Activity:
Write the number of lines in the material below that contain "wooden", with no other words.

Supplied information:
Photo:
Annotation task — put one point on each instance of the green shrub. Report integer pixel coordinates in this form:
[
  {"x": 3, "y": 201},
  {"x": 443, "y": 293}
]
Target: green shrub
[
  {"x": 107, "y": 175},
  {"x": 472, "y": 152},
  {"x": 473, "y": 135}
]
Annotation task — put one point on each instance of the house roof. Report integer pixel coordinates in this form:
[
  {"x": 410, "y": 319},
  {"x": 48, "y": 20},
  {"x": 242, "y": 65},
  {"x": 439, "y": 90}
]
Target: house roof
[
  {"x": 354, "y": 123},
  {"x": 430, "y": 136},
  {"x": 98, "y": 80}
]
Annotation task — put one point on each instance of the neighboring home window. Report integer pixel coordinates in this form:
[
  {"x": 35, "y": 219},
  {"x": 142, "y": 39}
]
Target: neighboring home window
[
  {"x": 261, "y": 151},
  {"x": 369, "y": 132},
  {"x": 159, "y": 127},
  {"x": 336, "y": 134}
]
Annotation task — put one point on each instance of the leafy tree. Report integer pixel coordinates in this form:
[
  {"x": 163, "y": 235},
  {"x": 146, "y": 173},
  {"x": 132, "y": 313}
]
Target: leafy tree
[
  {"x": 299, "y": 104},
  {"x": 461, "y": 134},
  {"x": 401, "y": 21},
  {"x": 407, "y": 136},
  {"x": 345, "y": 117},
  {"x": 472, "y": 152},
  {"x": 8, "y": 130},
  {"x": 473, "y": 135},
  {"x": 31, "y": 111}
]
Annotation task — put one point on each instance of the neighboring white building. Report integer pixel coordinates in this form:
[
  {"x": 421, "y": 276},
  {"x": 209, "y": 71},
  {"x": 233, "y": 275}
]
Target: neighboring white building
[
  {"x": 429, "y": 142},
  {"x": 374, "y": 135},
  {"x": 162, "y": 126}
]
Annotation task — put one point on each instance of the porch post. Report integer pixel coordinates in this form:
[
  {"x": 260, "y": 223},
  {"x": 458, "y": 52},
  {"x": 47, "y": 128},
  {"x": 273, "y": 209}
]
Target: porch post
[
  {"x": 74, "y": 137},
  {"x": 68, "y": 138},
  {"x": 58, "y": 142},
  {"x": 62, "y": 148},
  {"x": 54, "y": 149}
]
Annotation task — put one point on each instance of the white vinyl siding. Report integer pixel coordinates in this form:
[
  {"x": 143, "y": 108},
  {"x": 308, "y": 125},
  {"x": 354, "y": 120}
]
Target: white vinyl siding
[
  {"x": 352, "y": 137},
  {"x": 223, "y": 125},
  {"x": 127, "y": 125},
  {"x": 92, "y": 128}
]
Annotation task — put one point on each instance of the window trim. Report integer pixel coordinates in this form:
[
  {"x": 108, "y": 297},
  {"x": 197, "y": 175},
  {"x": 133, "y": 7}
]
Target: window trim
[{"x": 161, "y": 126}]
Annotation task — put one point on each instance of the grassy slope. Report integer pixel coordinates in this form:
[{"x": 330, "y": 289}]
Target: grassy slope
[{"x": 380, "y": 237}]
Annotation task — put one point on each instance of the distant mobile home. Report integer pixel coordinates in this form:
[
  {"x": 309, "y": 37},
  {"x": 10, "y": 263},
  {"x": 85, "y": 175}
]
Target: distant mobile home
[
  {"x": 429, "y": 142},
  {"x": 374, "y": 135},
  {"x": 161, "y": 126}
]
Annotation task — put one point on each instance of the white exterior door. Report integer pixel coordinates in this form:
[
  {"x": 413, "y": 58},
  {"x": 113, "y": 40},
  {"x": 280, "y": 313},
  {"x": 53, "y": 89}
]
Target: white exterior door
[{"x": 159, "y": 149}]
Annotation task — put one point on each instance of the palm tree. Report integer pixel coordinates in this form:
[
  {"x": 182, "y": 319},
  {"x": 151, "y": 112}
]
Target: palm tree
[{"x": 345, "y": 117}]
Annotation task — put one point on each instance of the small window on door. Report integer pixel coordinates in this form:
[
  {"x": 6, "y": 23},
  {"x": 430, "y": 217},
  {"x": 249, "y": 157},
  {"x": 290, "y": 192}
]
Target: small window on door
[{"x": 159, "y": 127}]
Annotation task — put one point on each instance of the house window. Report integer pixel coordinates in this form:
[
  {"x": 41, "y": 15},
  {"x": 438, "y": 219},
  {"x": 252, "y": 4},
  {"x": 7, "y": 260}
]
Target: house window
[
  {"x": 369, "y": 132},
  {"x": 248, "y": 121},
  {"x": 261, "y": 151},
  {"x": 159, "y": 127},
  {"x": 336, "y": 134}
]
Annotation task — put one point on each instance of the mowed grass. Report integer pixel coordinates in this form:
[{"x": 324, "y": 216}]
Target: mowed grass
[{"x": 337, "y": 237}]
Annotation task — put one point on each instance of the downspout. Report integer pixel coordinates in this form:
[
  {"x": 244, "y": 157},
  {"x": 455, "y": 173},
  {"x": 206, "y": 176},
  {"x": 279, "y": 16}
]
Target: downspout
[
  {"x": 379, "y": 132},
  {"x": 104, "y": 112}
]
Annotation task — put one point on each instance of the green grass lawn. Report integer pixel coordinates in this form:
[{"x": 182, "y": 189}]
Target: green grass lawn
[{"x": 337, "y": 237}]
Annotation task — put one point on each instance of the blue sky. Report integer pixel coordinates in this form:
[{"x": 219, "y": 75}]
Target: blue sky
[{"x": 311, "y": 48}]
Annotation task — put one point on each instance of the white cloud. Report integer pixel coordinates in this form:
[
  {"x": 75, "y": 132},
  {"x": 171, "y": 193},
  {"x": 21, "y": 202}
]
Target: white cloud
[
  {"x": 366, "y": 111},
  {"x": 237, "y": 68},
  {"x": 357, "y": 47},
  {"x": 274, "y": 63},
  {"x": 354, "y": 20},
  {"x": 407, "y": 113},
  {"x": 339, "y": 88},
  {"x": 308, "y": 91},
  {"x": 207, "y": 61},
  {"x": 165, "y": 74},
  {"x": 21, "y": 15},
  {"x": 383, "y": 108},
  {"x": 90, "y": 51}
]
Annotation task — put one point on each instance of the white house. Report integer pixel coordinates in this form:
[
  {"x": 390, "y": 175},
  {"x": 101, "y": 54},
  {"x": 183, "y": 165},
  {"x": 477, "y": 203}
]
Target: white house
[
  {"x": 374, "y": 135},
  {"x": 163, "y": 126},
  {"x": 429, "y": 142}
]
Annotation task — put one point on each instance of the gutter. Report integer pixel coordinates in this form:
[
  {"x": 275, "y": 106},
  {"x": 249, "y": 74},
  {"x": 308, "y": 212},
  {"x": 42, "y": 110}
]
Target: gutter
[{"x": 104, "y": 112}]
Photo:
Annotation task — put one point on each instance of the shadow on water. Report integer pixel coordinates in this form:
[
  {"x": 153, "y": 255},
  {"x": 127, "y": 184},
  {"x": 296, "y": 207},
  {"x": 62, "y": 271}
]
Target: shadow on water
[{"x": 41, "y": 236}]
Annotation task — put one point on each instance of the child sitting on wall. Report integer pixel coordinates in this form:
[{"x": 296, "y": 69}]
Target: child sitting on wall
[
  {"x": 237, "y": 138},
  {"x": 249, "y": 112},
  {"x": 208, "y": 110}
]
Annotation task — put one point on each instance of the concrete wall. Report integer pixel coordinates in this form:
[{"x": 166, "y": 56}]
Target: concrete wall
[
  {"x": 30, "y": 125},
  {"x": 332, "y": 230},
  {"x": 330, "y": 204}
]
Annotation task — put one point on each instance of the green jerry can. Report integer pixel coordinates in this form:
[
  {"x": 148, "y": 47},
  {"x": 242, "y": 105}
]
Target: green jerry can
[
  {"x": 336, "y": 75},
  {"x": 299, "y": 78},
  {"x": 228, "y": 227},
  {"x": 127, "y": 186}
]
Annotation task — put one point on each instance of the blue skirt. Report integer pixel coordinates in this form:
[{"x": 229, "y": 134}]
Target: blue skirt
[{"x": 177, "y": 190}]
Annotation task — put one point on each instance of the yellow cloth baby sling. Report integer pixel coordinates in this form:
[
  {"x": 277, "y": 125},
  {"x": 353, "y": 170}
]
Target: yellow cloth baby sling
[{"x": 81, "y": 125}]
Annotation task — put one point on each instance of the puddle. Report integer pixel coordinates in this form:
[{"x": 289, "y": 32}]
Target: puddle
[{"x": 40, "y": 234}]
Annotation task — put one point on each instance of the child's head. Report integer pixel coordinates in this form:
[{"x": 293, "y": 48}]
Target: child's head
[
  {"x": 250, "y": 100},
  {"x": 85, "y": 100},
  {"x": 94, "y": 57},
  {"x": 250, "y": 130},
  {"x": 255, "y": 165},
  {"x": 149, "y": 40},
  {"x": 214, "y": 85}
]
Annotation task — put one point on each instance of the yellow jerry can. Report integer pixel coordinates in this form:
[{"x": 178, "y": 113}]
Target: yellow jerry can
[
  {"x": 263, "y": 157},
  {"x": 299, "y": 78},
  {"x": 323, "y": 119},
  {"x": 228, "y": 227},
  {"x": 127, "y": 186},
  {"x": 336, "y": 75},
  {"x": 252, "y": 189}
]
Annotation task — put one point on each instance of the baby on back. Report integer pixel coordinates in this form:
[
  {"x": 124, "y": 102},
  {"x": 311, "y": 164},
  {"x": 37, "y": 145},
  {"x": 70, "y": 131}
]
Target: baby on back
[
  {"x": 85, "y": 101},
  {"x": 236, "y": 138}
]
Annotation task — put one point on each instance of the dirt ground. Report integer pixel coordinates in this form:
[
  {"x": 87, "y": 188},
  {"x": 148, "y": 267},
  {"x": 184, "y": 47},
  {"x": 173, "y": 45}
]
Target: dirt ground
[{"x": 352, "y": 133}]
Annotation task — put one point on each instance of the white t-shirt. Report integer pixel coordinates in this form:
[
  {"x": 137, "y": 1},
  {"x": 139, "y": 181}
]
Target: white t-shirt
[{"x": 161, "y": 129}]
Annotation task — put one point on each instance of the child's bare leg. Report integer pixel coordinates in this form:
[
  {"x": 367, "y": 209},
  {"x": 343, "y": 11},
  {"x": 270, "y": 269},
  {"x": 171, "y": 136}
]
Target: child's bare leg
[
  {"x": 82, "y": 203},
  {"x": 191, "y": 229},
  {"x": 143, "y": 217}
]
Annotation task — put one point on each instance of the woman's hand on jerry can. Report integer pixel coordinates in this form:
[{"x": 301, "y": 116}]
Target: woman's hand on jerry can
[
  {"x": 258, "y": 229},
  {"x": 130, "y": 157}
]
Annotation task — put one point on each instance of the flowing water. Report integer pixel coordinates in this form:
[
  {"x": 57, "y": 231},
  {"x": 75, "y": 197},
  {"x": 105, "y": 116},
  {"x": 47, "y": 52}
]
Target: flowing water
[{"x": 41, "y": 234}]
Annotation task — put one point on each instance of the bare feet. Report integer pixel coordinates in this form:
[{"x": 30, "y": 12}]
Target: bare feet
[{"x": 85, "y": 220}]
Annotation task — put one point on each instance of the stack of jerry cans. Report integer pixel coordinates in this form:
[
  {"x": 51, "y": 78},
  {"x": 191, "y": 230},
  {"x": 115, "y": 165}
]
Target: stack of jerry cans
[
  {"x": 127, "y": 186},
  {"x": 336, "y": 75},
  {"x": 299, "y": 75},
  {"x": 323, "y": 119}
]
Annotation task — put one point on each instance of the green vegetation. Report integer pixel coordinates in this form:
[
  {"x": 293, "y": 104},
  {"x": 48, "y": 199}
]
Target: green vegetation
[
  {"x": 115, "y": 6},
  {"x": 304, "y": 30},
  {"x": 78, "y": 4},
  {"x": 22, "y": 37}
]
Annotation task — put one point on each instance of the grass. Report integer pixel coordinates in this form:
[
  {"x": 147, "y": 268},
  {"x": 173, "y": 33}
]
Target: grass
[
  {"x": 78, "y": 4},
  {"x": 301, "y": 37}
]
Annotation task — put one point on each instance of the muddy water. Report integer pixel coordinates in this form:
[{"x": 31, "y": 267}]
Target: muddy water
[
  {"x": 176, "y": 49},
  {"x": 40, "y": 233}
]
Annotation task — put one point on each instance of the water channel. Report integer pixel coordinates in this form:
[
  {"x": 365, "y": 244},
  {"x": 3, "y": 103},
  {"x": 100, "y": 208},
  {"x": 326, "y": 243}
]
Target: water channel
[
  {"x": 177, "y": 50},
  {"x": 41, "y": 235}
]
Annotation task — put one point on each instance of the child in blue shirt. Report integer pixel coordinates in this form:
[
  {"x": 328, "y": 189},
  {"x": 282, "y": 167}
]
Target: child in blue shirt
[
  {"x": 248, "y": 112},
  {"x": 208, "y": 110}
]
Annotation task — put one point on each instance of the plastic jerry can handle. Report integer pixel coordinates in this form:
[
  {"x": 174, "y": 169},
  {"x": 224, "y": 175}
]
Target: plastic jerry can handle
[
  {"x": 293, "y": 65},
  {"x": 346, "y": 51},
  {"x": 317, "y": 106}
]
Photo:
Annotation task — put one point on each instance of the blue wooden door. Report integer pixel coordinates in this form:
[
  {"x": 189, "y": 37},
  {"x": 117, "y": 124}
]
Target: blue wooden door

Answer to the problem:
2